# [JOB]
Type out each of the following lines word for word, without changing anything.

## start GIVEN ENTRIES

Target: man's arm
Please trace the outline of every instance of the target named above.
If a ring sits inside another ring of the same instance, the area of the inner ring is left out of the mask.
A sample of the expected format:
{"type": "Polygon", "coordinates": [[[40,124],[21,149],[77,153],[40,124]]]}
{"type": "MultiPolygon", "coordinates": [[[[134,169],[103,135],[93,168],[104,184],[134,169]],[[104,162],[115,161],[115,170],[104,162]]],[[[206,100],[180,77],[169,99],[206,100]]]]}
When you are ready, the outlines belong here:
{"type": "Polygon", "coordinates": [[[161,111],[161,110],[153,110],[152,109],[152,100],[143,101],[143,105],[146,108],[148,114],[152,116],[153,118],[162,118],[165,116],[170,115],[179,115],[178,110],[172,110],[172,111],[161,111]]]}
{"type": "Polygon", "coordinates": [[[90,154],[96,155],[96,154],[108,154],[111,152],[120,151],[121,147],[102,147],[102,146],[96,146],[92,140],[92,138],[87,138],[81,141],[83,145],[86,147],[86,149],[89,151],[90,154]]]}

## end GIVEN ENTRIES

# [ANSWER TO THE TASK]
Target: man's arm
Please trace the outline of every instance of the target named above.
If a ring sits inside another ring of the same instance, the area of the inner ring is left out of the mask.
A sample of the expected format:
{"type": "Polygon", "coordinates": [[[40,124],[21,149],[77,153],[40,124]]]}
{"type": "MultiPolygon", "coordinates": [[[[134,169],[103,135],[93,168],[104,184],[134,169]],[[104,162],[115,161],[115,170],[104,162]]],[[[206,100],[180,77],[169,99],[206,100]]]]}
When you are ready, the outlines belong here:
{"type": "Polygon", "coordinates": [[[161,111],[161,110],[153,110],[152,109],[152,100],[143,101],[143,105],[146,108],[148,114],[152,116],[153,118],[162,118],[165,116],[170,115],[179,115],[178,110],[172,110],[172,111],[161,111]]]}
{"type": "Polygon", "coordinates": [[[90,154],[96,155],[96,154],[108,154],[111,152],[120,151],[121,147],[102,147],[102,146],[96,146],[92,140],[92,138],[87,138],[81,141],[83,145],[86,147],[86,149],[89,151],[90,154]]]}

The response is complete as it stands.